-- Start of MATERIAL --

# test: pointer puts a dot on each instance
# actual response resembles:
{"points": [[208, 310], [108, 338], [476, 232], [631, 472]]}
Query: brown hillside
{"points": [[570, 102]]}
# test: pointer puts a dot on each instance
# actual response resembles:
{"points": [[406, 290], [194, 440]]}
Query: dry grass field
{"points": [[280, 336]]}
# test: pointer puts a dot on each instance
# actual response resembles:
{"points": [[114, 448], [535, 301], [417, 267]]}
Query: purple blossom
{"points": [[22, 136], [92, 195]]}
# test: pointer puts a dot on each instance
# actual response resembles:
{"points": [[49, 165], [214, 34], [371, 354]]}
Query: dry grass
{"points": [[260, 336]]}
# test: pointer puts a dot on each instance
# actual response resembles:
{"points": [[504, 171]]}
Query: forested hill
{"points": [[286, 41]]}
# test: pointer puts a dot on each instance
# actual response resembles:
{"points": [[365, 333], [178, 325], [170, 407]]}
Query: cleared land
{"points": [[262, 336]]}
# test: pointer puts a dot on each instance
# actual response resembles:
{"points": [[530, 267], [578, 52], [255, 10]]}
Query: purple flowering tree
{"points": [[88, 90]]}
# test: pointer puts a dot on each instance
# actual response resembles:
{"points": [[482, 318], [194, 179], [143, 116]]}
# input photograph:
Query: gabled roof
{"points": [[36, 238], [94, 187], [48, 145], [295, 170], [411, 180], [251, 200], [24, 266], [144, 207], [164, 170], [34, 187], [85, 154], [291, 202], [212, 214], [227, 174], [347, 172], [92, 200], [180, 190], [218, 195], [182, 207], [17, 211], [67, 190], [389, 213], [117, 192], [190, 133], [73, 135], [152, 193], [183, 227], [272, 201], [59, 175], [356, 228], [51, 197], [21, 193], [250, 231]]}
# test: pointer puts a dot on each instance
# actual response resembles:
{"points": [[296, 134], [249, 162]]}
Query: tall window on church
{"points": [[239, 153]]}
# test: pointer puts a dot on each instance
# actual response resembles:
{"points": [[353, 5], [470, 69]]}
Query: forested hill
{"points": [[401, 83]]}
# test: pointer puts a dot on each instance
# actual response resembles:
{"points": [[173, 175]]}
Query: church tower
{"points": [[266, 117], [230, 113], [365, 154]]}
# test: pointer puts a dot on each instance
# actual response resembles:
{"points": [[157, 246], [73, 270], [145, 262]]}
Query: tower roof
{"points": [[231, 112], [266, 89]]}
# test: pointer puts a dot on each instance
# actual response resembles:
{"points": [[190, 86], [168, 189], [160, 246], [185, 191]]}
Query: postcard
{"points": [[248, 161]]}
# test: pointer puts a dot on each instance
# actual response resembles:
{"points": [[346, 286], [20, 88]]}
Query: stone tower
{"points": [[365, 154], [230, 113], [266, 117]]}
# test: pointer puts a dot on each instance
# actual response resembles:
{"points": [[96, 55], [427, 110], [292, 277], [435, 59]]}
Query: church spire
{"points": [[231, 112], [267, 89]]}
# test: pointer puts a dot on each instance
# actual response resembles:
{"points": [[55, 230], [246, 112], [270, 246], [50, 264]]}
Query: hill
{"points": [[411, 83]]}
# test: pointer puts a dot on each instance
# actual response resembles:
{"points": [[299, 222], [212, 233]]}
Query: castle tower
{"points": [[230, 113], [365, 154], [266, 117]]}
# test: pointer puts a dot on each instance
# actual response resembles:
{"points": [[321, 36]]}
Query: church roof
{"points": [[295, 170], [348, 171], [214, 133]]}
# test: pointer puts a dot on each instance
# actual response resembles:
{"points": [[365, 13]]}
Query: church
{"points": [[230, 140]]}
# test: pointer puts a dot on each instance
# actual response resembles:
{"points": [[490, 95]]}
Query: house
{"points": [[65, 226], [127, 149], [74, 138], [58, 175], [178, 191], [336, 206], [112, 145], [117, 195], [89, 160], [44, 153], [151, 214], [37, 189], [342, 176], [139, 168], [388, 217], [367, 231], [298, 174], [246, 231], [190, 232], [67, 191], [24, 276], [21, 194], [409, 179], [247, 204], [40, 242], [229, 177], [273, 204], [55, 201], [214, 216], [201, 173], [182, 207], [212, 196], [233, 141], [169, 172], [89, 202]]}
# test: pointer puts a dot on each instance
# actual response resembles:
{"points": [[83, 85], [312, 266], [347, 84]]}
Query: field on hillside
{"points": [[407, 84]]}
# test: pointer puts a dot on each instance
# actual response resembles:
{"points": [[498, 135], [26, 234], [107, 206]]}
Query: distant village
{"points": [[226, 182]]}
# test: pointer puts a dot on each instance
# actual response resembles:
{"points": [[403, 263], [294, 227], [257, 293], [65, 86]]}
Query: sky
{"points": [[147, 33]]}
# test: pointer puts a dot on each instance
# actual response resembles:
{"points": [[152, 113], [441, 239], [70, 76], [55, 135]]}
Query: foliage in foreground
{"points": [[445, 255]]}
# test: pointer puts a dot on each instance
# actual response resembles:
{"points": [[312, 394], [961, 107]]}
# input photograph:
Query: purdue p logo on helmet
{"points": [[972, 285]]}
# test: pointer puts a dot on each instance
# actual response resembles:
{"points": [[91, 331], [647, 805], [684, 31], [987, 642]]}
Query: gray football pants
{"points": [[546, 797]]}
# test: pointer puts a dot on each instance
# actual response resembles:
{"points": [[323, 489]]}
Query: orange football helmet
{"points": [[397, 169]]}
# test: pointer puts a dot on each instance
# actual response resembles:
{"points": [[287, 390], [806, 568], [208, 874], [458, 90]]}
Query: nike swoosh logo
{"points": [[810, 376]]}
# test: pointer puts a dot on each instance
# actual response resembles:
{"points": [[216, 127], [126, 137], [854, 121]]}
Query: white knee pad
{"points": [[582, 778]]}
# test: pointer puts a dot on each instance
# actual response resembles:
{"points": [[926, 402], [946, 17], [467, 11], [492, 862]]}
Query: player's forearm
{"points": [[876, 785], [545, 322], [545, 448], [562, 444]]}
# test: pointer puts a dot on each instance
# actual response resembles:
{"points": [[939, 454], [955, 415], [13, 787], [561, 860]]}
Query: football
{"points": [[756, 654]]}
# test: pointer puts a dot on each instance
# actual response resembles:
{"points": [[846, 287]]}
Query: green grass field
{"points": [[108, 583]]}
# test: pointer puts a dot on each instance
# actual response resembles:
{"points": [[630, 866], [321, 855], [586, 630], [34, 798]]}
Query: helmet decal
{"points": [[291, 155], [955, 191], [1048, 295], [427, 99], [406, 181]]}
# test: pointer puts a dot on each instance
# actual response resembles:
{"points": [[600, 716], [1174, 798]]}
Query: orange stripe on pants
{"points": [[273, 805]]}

-- End of MATERIAL --

## DESCRIPTION OF THE TASK
All of the records must be repeated exactly.

## WRITTEN SOLUTION
# test: pointer puts a dot on each instance
# actual response resembles:
{"points": [[208, 310], [108, 338], [476, 232], [631, 472]]}
Query: brown hillside
{"points": [[570, 102]]}
# test: pointer puts a dot on each instance
# actual response resembles:
{"points": [[406, 290], [194, 440]]}
Query: dry grass field
{"points": [[280, 336]]}
# test: pointer puts a dot on each instance
# actual response resembles:
{"points": [[114, 448], [535, 301], [417, 267]]}
Query: purple blossom
{"points": [[22, 136], [92, 195]]}
# test: pointer puts a dot on each instance
# actual response resembles:
{"points": [[49, 165], [214, 34], [371, 354]]}
Query: dry grass
{"points": [[260, 336]]}
# test: pointer puts a dot on each instance
# actual response resembles:
{"points": [[504, 171]]}
Query: forested hill
{"points": [[286, 41]]}
# test: pointer puts a dot on each instance
# actual response resembles:
{"points": [[365, 333], [178, 325], [170, 407]]}
Query: cleared land
{"points": [[262, 336]]}
# test: pointer puts a dot on each instance
# actual response resembles:
{"points": [[530, 267], [578, 52], [255, 10]]}
Query: purple flowering tree
{"points": [[88, 90]]}
# test: pointer puts a dot on each instance
# actual response resembles:
{"points": [[482, 318], [194, 179], [143, 116]]}
# input photograph:
Query: gabled roof
{"points": [[36, 238], [94, 187], [48, 145], [295, 170], [411, 180], [251, 200], [24, 266], [144, 207], [164, 170], [34, 187], [85, 154], [291, 202], [212, 214], [227, 174], [347, 172], [92, 200], [180, 190], [218, 195], [182, 207], [17, 211], [67, 190], [389, 213], [117, 192], [190, 133], [73, 135], [152, 193], [183, 227], [272, 201], [59, 175], [356, 228], [51, 197], [21, 193], [250, 231]]}
# test: pointer puts a dot on each instance
# actual response resembles:
{"points": [[296, 134], [249, 162]]}
Query: tall window on church
{"points": [[239, 153]]}
# test: pointer puts a dot on each instance
# actual response resembles:
{"points": [[353, 5], [470, 69]]}
Query: forested hill
{"points": [[401, 83]]}
# test: pointer puts a dot on each instance
# actual response resembles:
{"points": [[173, 175]]}
Query: church tower
{"points": [[266, 117], [230, 113], [365, 154]]}
# test: pointer puts a dot on each instance
# actual response resembles:
{"points": [[157, 246], [73, 270], [145, 262]]}
Query: tower roof
{"points": [[231, 112], [266, 89]]}
# test: pointer puts a dot on each instance
# actual response resembles:
{"points": [[190, 86], [168, 189], [160, 246], [185, 191]]}
Query: postcard
{"points": [[248, 161]]}
# test: pointer puts a dot on each instance
# actual response resembles:
{"points": [[346, 286], [20, 88]]}
Query: stone tower
{"points": [[365, 154], [230, 113], [266, 117]]}
# test: pointer puts a dot on each instance
# actual response resembles:
{"points": [[96, 55], [427, 110], [292, 277], [435, 59]]}
Query: church spire
{"points": [[231, 112], [267, 89]]}
# test: pointer puts a dot on each instance
# actual response resembles:
{"points": [[55, 230], [246, 112], [270, 246], [50, 264]]}
Query: hill
{"points": [[411, 83]]}
# test: pointer puts a dot on each instance
# actual response resembles:
{"points": [[299, 222], [212, 233]]}
Query: castle tower
{"points": [[230, 113], [365, 154], [266, 117]]}
# test: pointer puts a dot on each instance
# actual response resembles:
{"points": [[321, 36]]}
Query: church roof
{"points": [[295, 170], [348, 171], [214, 133]]}
# test: pointer puts a dot on each instance
# actual response resembles:
{"points": [[365, 13]]}
Query: church
{"points": [[230, 140]]}
# test: pointer puts a dot on each instance
# actual response resembles:
{"points": [[490, 95]]}
Query: house
{"points": [[65, 226], [127, 149], [74, 138], [58, 175], [178, 191], [336, 206], [112, 145], [117, 195], [89, 160], [44, 153], [151, 214], [37, 189], [342, 176], [139, 168], [388, 217], [367, 231], [298, 174], [246, 231], [190, 232], [67, 191], [24, 276], [21, 194], [409, 179], [247, 204], [40, 242], [229, 177], [273, 204], [55, 201], [214, 216], [201, 173], [182, 207], [212, 196], [233, 141], [169, 172], [89, 202]]}
# test: pointer puts a dot on each instance
# actual response resembles:
{"points": [[83, 85], [312, 266], [347, 84]]}
Query: field on hillside
{"points": [[407, 84]]}
# test: pointer puts a dot on each instance
# actual response resembles:
{"points": [[498, 135], [26, 234], [107, 206]]}
Query: distant village
{"points": [[226, 182]]}
# test: pointer puts a dot on each instance
# actual response resembles:
{"points": [[403, 263], [294, 227], [257, 293], [65, 86]]}
Query: sky
{"points": [[147, 33]]}
# test: pointer puts a dot on each instance
# actual response resembles:
{"points": [[152, 113], [441, 239], [70, 76], [55, 135]]}
Query: foliage in foreground
{"points": [[445, 255]]}
# test: pointer puts a dot on each instance
# actual response resembles:
{"points": [[312, 394], [961, 107]]}
# input photograph:
Query: purdue p logo on helmet
{"points": [[972, 285]]}
# test: pointer puts a dot on each instance
# actual response resembles:
{"points": [[91, 331], [647, 805], [684, 31], [987, 642]]}
Query: gray football pants
{"points": [[546, 797]]}
# test: pointer puts a dot on each instance
# actual response resembles:
{"points": [[323, 489]]}
Query: orange football helmet
{"points": [[397, 169]]}
# test: pointer puts a dot on each instance
# actual response resembles:
{"points": [[287, 390], [806, 568], [208, 874], [458, 90]]}
Query: nike swoosh logo
{"points": [[810, 376]]}
# test: pointer puts a dot on each instance
# actual response resembles:
{"points": [[216, 127], [126, 137], [854, 121]]}
Query: white knee pad
{"points": [[582, 778]]}
# test: pointer puts a dot on each instance
# actual response resembles:
{"points": [[926, 402], [946, 17], [467, 11], [492, 862]]}
Query: player's forearm
{"points": [[876, 785], [545, 322], [545, 448], [562, 444]]}
# test: pointer puts a dot on each instance
# actual response resembles:
{"points": [[939, 454], [955, 415], [13, 787], [561, 860]]}
Query: football
{"points": [[756, 654]]}
# test: pointer puts a dot on each instance
# actual response resembles:
{"points": [[846, 287]]}
Query: green grass field
{"points": [[108, 583]]}
# test: pointer puts a dot on each instance
# actual response resembles:
{"points": [[630, 866], [321, 855], [586, 630], [34, 798]]}
Query: helmet decal
{"points": [[291, 155], [955, 191], [1048, 295], [427, 99], [406, 181]]}
# test: pointer puts a dot on each instance
# actual response resembles:
{"points": [[600, 716], [1174, 798]]}
Query: orange stripe on pants
{"points": [[273, 805]]}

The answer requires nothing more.